[Data listing]
▽

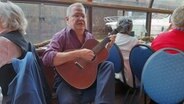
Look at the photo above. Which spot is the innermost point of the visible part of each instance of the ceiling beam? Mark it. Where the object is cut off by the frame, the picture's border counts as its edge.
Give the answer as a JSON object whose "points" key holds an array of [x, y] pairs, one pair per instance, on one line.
{"points": [[100, 5]]}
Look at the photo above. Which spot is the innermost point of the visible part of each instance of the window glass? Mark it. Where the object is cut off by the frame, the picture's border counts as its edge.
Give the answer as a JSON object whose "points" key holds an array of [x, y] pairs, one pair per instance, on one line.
{"points": [[105, 20], [140, 3], [43, 20], [159, 23]]}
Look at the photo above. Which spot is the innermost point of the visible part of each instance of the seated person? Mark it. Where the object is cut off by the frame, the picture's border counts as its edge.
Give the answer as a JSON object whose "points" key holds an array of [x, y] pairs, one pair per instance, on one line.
{"points": [[126, 43], [73, 37], [174, 37]]}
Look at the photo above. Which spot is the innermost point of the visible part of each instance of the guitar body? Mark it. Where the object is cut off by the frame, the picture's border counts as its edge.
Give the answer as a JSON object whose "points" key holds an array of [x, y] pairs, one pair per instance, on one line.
{"points": [[80, 73]]}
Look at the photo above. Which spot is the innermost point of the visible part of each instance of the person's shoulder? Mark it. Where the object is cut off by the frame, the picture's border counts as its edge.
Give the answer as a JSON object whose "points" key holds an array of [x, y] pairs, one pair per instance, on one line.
{"points": [[4, 41]]}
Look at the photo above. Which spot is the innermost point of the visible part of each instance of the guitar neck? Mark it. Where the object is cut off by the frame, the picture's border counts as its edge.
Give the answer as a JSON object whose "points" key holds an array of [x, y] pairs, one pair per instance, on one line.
{"points": [[101, 45]]}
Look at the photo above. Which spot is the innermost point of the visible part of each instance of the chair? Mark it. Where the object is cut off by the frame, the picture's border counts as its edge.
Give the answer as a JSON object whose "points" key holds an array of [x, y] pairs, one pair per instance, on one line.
{"points": [[116, 58], [163, 76], [137, 58]]}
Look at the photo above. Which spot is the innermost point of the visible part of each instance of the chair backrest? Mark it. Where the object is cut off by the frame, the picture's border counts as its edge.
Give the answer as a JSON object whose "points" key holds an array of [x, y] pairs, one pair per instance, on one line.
{"points": [[138, 57], [163, 76], [116, 57]]}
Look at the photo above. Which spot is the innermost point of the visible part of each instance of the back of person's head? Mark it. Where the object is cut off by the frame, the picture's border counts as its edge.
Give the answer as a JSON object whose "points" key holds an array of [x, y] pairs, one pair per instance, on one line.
{"points": [[177, 17], [12, 17], [126, 24], [69, 9]]}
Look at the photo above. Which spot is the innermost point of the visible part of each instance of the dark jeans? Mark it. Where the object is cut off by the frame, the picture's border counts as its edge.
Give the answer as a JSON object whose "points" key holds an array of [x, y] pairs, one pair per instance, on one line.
{"points": [[102, 92]]}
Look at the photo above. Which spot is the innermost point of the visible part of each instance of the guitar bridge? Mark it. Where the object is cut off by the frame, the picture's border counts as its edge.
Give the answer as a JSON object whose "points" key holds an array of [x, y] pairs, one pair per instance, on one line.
{"points": [[79, 65]]}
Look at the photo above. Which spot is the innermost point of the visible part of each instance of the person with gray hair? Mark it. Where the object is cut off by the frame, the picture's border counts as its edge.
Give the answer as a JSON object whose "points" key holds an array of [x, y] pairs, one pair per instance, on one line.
{"points": [[173, 38], [12, 25], [65, 48], [125, 42]]}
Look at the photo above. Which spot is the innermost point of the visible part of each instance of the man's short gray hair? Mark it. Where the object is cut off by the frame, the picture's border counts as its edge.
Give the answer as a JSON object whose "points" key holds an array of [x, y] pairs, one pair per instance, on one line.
{"points": [[69, 9], [12, 17], [177, 17], [126, 24]]}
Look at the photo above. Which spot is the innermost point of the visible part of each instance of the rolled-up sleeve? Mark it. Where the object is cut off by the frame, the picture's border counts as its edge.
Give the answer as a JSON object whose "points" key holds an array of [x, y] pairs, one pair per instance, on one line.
{"points": [[56, 45]]}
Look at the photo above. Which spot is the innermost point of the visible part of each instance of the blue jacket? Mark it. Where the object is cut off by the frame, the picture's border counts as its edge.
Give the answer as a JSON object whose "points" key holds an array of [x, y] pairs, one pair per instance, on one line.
{"points": [[26, 87]]}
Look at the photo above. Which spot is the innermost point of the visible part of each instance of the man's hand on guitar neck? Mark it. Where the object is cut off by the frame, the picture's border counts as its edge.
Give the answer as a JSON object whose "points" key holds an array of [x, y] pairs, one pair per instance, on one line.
{"points": [[86, 54], [112, 39]]}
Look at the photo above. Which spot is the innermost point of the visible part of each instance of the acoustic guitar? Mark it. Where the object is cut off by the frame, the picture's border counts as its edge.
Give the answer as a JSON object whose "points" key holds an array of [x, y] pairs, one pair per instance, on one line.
{"points": [[80, 73]]}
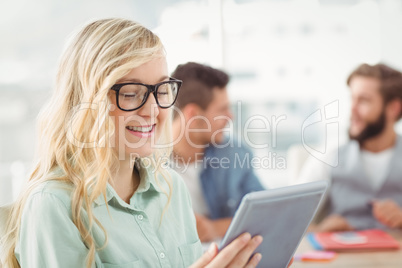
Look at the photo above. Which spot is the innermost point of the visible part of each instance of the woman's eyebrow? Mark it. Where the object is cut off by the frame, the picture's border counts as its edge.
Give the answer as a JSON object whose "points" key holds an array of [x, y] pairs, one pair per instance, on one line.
{"points": [[135, 80]]}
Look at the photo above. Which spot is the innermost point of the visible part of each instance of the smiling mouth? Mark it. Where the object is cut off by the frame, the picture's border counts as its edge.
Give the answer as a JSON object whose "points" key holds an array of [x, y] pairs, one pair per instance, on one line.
{"points": [[142, 129]]}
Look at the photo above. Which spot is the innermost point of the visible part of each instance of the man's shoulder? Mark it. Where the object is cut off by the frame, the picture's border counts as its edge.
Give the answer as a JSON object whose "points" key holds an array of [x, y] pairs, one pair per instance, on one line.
{"points": [[228, 149]]}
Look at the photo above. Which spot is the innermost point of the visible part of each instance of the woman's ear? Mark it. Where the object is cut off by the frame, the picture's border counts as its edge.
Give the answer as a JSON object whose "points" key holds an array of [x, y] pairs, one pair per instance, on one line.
{"points": [[191, 110]]}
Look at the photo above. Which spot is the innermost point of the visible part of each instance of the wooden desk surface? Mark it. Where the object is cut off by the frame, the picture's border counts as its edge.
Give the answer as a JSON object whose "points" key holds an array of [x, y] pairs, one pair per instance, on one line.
{"points": [[380, 259]]}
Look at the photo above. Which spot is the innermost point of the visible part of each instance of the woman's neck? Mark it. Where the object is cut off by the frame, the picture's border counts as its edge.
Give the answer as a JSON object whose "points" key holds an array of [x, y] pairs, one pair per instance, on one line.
{"points": [[126, 181]]}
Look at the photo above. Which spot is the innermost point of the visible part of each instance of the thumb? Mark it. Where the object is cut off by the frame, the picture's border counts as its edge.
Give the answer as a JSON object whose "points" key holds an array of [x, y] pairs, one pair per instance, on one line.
{"points": [[207, 257]]}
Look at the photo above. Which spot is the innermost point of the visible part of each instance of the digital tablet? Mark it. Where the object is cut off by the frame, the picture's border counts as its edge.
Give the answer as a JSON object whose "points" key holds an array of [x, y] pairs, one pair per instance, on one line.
{"points": [[281, 216]]}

△

• _WHAT IS BEING ASKED_
Retype the data above word for word, leaving out the pictures.

• _ANSWER BELOW_
Look at the photo above. Which spot is the innermost point of the visible part of each instance of the ceiling beam? Mark it. Where the object is cut off by the frame, the picture's border counts as its edge.
Give the answer as a JSON object whose "points" key holds an array of [x, y] pairs, one pair per instance, on one line.
{"points": [[100, 5]]}
Look at the photo above. Which spot is the innermost point of the visible part of each instance of the window glass? Mark it. Where the object is cut off by the frame, the picture's border counts as its edge.
Give the answer as a JSON object whose "points" key holds an array of [x, y] pairs, one pair per instance, on one line.
{"points": [[105, 20], [140, 3], [43, 20], [159, 23]]}
Look at the photo above. Which spot is the innermost point of the visible part of each instance of the seated person? Mark it. Where the object is cut off by the frame, the picture's border counts as its edge.
Give the answer as a JSON object whose "points" key holds an array of [x, y] pairs, one pair per instance, on one line.
{"points": [[126, 43], [73, 37], [174, 37]]}
Look at the photo above. Which spot is the innermost point of the visible part of each instance of the guitar body? Mark it. Where the object is cut off by the frame, the picture's border counts as its edge.
Give the answer as a JSON object whose "points" key holds an array of [x, y] pairs, one pair per instance, on one line.
{"points": [[80, 73]]}
Look at the photo above. Which spot is the innermost point of the visible part of each instance of the person's shoulder? Mark it. Where the object is cut off by the frame, the picture's border counts as its edge.
Give the answer as a JSON object whose "points" key holds an array of [x, y] pairs, one pair per instance, on one line.
{"points": [[4, 41]]}
Look at the photo above. Which spot is the innermost point of the visible part of each instance of the guitar neck? Mark it. Where the object is cut off by the frame, the picture's border counts as its edge.
Give the answer as a JSON object whose "points" key holds an array of [x, y] pairs, one pair per instance, on one line.
{"points": [[101, 45]]}
Look at the photo above. Which spot is the innermost point of the visible part of each instance of the chair? Mark it. Where the object is cut off by the frame, the picture's border counts as its edge.
Give the answer as a JSON object whose "points" key holds an array of [x, y] pairs, one pair per instance, on one line.
{"points": [[116, 58], [163, 76], [137, 58]]}
Look at the photo above. Which spot is the innermost point of the visible part of each instance of the chair backrest? Mark it. Where the object is cut off by the frame, the picture's border counts as its edge.
Give the answer as a JSON object whose "points" key holds an array of [x, y] pairs, one pair per instance, on one line.
{"points": [[138, 57], [163, 76], [116, 57]]}
Look at the photo above. Which spot is the innermost point of the visible part of each instance of the back of person's head? Mark it. Where the object is cut off by the frame, the picture's border counts as its edge.
Give the answer as a JSON object whose "points" key holds an array of [x, y] pairs, one pair per instance, on one line.
{"points": [[177, 17], [12, 17], [126, 24], [69, 9]]}
Look at the photo above. Which spot is the innermost point of the visible part of each instance of the dark jeans? Mark it. Where the object is cut off by the frame, the picture's border counts as its edge.
Give the answer as a JSON object whose "points" key holds an array of [x, y] pairs, one pair per instance, on one line.
{"points": [[102, 92]]}
Look at the photo above. Which spot is the innermost point of the visible part of each instance of the guitar bridge? Mark it. Where the object is cut off by the frame, the picture's border counts as its edge.
Give the answer as a JSON object whose "points" key holds an array of [x, y] pairs, one pair per instance, on one line.
{"points": [[79, 65]]}
Look at the photo above. Which spot is the innermost point of the visible part of each instance of the person with gray hair? Mark it. Where the object is cut off by the frame, the picture's border counts as its edge.
Give the answer as a JSON object whose "points" key holds an array of [x, y] pairs, one pair per instance, on one line.
{"points": [[173, 38], [12, 25], [65, 48], [125, 42]]}
Look at the photo above. Which spot is the innermost point of the visible part of each instance of the man's short gray hair? Mark it. Where the object is cut off by the frame, the picture's border counts as its edge.
Give the answer as a JSON object whose "points" key holds an array of [x, y] pairs, one pair per instance, on one line.
{"points": [[69, 9], [12, 17], [177, 17], [126, 24]]}
Look at the photo above. Which spot is the innermost point of the visible part of each instance of the rolled-up sleeve? Mark it. Where the object is cut off by the frame, the picture's border counts as its edge.
Give the answer as a JSON object whose "points" key holds an array of [x, y] pairs, one pair per instance, on one line.
{"points": [[56, 45]]}
Look at the photo above. Which spot is the innermost point of the visible part of each instance of the blue jacket? Mark it. Where the object is cut off by the frame, the picture's border counts as its edge.
Give the answer as a JSON object whose "points" key holds an array of [x, y] pairs, one pair per instance, on one line.
{"points": [[26, 87]]}
Look at the photo above. Which spot is the innermost point of the visible part of each instance of the man's hand on guitar neck? Mark it. Where the object is cut off by the frame, the picture's border counts as its edge.
Give the answer as a JSON object whose "points" key holds an array of [x, y] pairs, one pair per instance, on one line.
{"points": [[86, 54], [112, 39]]}
Look at the photo above. Which spot is the innermost point of the visible part of each instance of the acoustic guitar? Mark it. Where the object is cut off by the frame, the picture's border counts as its edge.
Give the answer as a JSON object whose "points" key holds an array of [x, y] pairs, one pair per instance, on one line.
{"points": [[80, 73]]}
Look at the photo above. Which spot is the innermost point of the visible part of each instance of the woman's eyebrow? Mark it. Where the object is cut off by the frame, the picture's border counts as its edge.
Give the answer as a JSON object whose "points" key holds an array of [x, y] pairs, one pair per instance, on one line.
{"points": [[135, 80]]}
Look at the photo above. Which spot is the innermost point of the visible part of each instance of the smiling mouth? Mark it. Where the object is cut off by the frame, the picture's border counts as its edge.
Give the answer as a JSON object whose "points" key holds an array of [x, y] pairs, one pair per instance, on one line.
{"points": [[142, 129]]}
Look at the photo above. Which spot is the innermost point of the visible part of each instance of the man's shoulder? Mark it. Where the object is cut off by the frame, the picture's border counts as its edge.
Give the answer as a JSON object whose "points" key holds an array of [x, y] pairs, one pair per instance, on one line.
{"points": [[228, 149]]}
Look at the photo above. Which spot is the innermost point of the visible part of each instance of the woman's ear? Mark it. Where the object is cut off by the frame, the picture's border counts as its edge.
Give the answer as a JSON object whose "points" key holds an array of [x, y] pairs, one pair per instance, on one line.
{"points": [[191, 110]]}
Look at the photo above. Which spot is the innermost point of the visible part of each instance of the wooden desk surface? Mark it. Where the object is cut off by the frame, the picture's border counts as its edge.
Give the answer as a JSON object whose "points" key holds an array of [x, y] pairs, one pair per instance, on one line.
{"points": [[380, 259]]}
Look at the photo above. Which spot is the innermost point of the visible part of each instance of the woman's neck? Mark it. Where the object is cut off by the frame, the picture's border counts as its edge.
Give the answer as a JSON object whose "points" key holds an array of [x, y] pairs, one pair per instance, on one line.
{"points": [[126, 181]]}
Look at the photo above. Which spot is the innermost point of the visible part of each instance of the thumb? Mark it. Where the object is cut off by the frame, the picture's border counts as its edge.
Give the answer as a JSON object whose "points" key holds an array of [x, y] pairs, one pair per instance, on one line.
{"points": [[207, 257]]}
Look at the photo above. Which spot is the innermost point of the visible part of each instance of the digital tablet? Mark it. Where the object is cut off by the frame, the picture's border counts as its edge.
Give the answer as a JSON object whose "points" key holds an array of [x, y] pairs, one pair per instance, on one line.
{"points": [[281, 216]]}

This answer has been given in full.